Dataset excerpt
********************
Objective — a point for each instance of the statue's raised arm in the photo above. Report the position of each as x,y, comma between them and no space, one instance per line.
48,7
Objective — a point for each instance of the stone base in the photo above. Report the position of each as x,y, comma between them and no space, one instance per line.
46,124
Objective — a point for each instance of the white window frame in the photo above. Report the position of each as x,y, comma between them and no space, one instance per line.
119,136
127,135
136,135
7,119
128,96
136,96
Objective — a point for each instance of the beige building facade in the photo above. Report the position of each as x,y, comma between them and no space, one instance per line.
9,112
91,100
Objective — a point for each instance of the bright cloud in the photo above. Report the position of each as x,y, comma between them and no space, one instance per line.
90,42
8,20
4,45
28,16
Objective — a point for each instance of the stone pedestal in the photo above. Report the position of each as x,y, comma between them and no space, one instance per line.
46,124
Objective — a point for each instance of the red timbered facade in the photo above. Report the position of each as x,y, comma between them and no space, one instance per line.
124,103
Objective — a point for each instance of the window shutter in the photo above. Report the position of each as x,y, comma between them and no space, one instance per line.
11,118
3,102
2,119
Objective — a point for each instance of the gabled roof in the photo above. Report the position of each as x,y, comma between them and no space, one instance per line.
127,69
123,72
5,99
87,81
********************
• _REQUIREMENTS_
Write out every line of the data above again, requests included, and scale each x,y coordinate in the answers by 1.3. Round each result to a whole number, with halves rounded up.

• _SOLUTION TO THE EXERCISE_
Objective — a point for each instance of the statue's raised arm in the photo above. Report the position of each as x,y, comma between them and no space, one instance per line.
62,9
Objective — a point for each instance of the stone base in the photo above. Report the position of each as x,y, comma between them and no space, one instance per line.
60,161
Objective — a point for each instance of the white window frame in the photo above. Report the position of each as x,y, comma between them and no space, one instance per line.
155,177
165,176
177,176
9,155
166,125
177,125
Objective — a point for each instance of the beige building facade in the photo above. Report the position of each as x,y, comma between them and no space, one instance per line.
12,146
118,130
Objective — a point for each instance of the bright cloud in the photo above. Report the position of each as x,y, comma between them and no space, one instance per line.
117,55
10,26
5,59
36,21
Objective — a point for each instance of the stone pedestal in the photo above. Report the position of each as x,y, comma between them and no space, one instance per line.
60,161
Objective — a point for each instance of the red timbered facade in the photo above. Report the position of each as x,y, comma between them and no space, one instance per line.
161,134
Objective — a point for each instance of the window shutter in the photo above. Report the position of each as x,y, comma between them and no space, one instance per line.
14,153
4,133
3,155
Objective — a point for each instance of the gabled roof in the photo above. Report the position of each as x,y, comma between them and no space, one instance per line.
165,90
160,94
7,129
113,105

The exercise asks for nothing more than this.